ACTION ITEM: Only lines holding the word "marker" are needed; copy each of them from the material.
━━━━━━━━━━━━━━━━━━━━━━━━━━━━━━
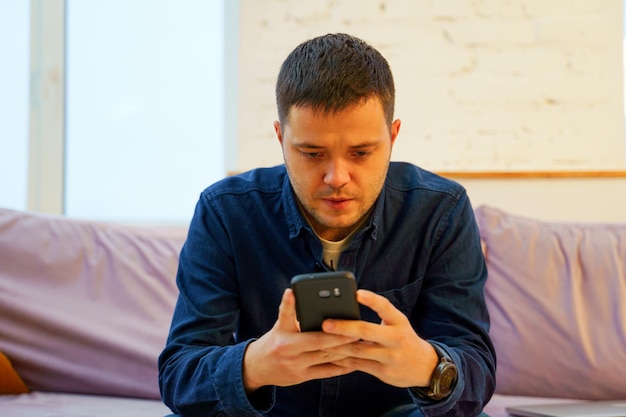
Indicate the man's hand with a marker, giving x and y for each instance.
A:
(391, 351)
(284, 356)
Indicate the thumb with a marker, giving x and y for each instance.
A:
(287, 319)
━━━━━━━━━━━━━━━━━━━━━━━━━━━━━━
EXERCISE SOLUTION:
Indicate the man's hand with a marker, giving x and y for each instance.
Indicate the thumb with a marker, giving x and y for each instance.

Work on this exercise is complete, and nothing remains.